Passage provided.
------

Teaching Approaches

 

An important component of the Balintawak based approach to the martial arts is that the student is taught how to instruct. The material below documents the teaching methods area in the knife curriculum. This goes beyond just the teaching of a physical art, and puts teaching into a broader framework. Anyone wishing to teach the art with my blessing needs to have mastered this part of the curriculum.

Professional Responsibility

As a teacher of self-defence, even as an amateur, you have a duty to your students. You must honestly inform them about the strengths and weaknesses of what they are learning, and give them a realistic appraisal of what their ability is. You must not over-represent the worth of the art, or your knowledge and ability. You must always try to improve both your teaching methods and the curriculum. Do not give your students a sense of false confidence. Do always try to discover improved practices.

Planning and Structuring the Curriculum

In this document, I give an extended outline of the curriculum. I have not given techniques in any depth at all, and I have not presented a structured curriculum that will immediately allow teaching at various levels. However, this has been done for stick-fighting, and the progression for knife is quite similar. As a teacher, you should have a clear idea of what you are trying to accomplish. Students should also have clear idea of what is in the program, and how they might progress through it.

Lesson Planning

Within the context of a broader curriculum, your need to have some structure for individual lessons. It helps to have a lesson plan for each class. This may be written, but if not, at least know what you hope to accomplish, what you wish to cover. However, be flexible, as student attendance can be erratic, and you might need to modify your plans on the fly.

Teaching Methods

I have created this initial model for teaching Balintawak. I think that it will be reasonably practical. It codifies my current methods.

------

(Position identification records)
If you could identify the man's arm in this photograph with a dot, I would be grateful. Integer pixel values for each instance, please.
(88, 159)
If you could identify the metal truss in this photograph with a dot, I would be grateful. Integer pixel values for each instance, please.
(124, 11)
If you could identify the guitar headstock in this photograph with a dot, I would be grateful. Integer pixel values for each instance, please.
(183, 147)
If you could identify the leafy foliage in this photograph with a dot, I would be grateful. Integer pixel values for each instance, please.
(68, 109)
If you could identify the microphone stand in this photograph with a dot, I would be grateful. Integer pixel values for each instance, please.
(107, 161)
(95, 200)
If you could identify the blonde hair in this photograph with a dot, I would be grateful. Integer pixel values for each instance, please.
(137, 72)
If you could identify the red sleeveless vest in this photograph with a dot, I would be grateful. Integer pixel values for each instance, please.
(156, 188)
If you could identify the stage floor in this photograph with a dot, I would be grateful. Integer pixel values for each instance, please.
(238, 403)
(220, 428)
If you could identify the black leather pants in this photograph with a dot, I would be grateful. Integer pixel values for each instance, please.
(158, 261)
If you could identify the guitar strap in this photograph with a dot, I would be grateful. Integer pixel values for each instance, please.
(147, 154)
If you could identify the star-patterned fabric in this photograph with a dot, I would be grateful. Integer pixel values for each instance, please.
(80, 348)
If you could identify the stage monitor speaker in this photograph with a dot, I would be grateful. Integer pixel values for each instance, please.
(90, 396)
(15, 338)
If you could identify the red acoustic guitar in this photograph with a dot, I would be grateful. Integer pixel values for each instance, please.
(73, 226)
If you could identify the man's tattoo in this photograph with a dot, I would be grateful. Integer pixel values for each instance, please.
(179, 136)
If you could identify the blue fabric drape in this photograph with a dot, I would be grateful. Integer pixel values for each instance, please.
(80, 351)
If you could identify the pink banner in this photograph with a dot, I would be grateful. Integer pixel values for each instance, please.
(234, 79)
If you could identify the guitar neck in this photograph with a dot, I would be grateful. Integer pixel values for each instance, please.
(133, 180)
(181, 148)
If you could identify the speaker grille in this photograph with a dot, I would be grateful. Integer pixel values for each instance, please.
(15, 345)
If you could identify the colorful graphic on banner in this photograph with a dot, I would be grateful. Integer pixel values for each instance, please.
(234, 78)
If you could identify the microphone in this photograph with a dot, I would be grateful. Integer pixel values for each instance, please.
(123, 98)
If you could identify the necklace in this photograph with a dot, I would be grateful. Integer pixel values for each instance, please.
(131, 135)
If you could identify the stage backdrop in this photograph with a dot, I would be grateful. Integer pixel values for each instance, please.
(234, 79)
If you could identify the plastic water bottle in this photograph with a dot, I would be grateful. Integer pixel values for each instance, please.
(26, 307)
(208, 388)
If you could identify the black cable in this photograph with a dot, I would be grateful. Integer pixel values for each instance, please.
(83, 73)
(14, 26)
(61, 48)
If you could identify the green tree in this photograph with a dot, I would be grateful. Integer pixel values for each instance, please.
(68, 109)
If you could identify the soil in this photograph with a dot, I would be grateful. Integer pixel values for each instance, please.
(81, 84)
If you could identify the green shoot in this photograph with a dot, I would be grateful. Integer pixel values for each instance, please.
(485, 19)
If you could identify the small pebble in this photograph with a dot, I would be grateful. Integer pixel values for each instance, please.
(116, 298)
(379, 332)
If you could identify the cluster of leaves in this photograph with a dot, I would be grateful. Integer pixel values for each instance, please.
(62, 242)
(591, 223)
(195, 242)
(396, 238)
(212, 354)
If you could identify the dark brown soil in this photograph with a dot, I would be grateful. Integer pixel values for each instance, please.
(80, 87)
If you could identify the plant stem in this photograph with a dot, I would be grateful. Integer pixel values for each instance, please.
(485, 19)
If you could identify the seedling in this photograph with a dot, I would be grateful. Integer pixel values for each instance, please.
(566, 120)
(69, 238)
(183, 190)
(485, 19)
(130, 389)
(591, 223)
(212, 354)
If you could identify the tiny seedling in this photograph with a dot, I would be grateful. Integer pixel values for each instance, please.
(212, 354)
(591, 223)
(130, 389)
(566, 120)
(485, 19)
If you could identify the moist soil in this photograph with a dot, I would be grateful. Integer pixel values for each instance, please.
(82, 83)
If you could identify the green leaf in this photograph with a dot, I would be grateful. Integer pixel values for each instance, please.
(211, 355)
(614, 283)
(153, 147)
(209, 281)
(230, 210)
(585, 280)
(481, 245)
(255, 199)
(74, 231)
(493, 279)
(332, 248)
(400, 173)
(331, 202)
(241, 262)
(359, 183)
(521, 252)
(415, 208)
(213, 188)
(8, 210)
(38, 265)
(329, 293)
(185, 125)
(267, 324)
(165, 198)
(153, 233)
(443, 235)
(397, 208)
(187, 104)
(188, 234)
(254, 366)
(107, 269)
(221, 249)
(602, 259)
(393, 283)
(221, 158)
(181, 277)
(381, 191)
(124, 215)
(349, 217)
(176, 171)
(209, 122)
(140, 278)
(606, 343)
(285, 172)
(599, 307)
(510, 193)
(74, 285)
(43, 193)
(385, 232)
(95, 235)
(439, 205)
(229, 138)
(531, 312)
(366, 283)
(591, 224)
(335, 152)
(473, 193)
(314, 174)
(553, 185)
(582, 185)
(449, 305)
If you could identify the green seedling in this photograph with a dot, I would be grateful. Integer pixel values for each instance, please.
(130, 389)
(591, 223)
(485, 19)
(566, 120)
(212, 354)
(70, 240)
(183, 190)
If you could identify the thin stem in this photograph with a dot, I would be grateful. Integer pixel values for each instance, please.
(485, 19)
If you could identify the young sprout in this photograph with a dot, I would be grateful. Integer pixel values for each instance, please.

------

Stated problem 1.
Write out the teaching approaches passage in full, word for word.
Stated problem 2.
State how many lines of the rows contain the word "black", giving only the number.
The teaching approaches passage has no connection to these rows.

Full response 1.
Teaching Approaches

 

An important component of the Balintawak based approach to the martial arts is that the student is taught how to instruct. The material below documents the teaching methods area in the knife curriculum. This goes beyond just the teaching of a physical art, and puts teaching into a broader framework. Anyone wishing to teach the art with my blessing needs to have mastered this part of the curriculum.

Professional Responsibility

As a teacher of self-defence, even as an amateur, you have a duty to your students. You must honestly inform them about the strengths and weaknesses of what they are learning, and give them a realistic appraisal of what their ability is. You must not over-represent the worth of the art, or your knowledge and ability. You must always try to improve both your teaching methods and the curriculum. Do not give your students a sense of false confidence. Do always try to discover improved practices.

Planning and Structuring the Curriculum

In this document, I give an extended outline of the curriculum. I have not given techniques in any depth at all, and I have not presented a structured curriculum that will immediately allow teaching at various levels. However, this has been done for stick-fighting, and the progression for knife is quite similar. As a teacher, you should have a clear idea of what you are trying to accomplish. Students should also have clear idea of what is in the program, and how they might progress through it.

Lesson Planning

Within the context of a broader curriculum, your need to have some structure for individual lessons. It helps to have a lesson plan for each class. This may be written, but if not, at least know what you hope to accomplish, what you wish to cover. However, be flexible, as student attendance can be erratic, and you might need to modify your plans on the fly.

Teaching Methods

I have created this initial model for teaching Balintawak. I think that it will be reasonably practical. It codifies my current methods.

Full response 2.
2